- Requirements:
**1)** Duplicate the forum thread from "Hi @SelimEmre" to "moment of disconnection.".
**2)** According to the forum thread, which version of the software supports the session_restore callback?
**3)** In the forum thread, list every recommendation in the reply addressed to @kputyra.

-- START Excerpted text --

I'm attaching complete logs from 08:00 till 10:04 on that day, it covers the entire lifetime of the stream.
Hi @kputyra,
Thanks for the details. I investigated this issue deeply. I had some ideas about your issue. Let me explain: I saw that your 2 streams(canvas and original) WebSocket communications disconnecting somehow. I'm suspicious about client Power(not enough RAM or CPU). Because I saw that there are a lot of dropping frames logs on the client-side. But there was no low bitrate issue.
What I recommend you:
session_restore
callback for minor WebSocket disconnections. It's supported by the latest version(v2.4.2.1). Please upgrade to the latest version. Auto republish mechanism is used by Default WebRTC Publisher page. As I know you are using a custom page for publishing. Please integrate Auto republish mechanism in your structure. When your streams can disconnect for any reason, your streams will continue with same stream.I hope, it helps you.
Hi @SelimEmre
I don't think it's because of the client machine, it was one of the state-of-the-art laptops. I agree that both streams must have been disconnected as from that time all frames were dropped. What I don't understand is why Ant Media server did not notice that, but kept the stream marked as live. Note that all frames were dropped from the moment of disconnection.
The disconnection could've happened because we have two WiFi routers and operating systems (iOS as well as Windows 10+) sometimes decide to switch from one to another. We have already detected this behavior and when this happens, then all RTC connections are closed, while websocket connections are kept (the IP of the client does not changed). Currently, we listen to the native event connectionstatechange
on an instance of RTCPeerConnection
and try to republish the stream when the state is disconnected
. It seems that this was not quite the case here.
The session_restore
feature looks interesting and I will definitively integrate it to our publisher. I will consult your publisher on how to use it. Thank you for pointing it out!

-- END Excerpted text --
-- START Data extract --

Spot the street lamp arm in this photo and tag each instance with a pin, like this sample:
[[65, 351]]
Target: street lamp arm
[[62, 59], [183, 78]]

-- END Data extract --

- Exercise answers:
**1)**
Hi @SelimEmre
I don't think it's because of the client machine, it was one of the state-of-the-art laptops. I agree that both streams must have been disconnected as from that time all frames were dropped. What I don't understand is why Ant Media server did not notice that, but kept the stream marked as live. Note that all frames were dropped from the moment of disconnection.

**2)** Version v2.4.2.1, the latest version.

**3)**
- Use the session_restore callback for minor WebSocket disconnections.
- Upgrade to the latest version (v2.4.2.1).
- Integrate the auto republish mechanism into the custom publishing page.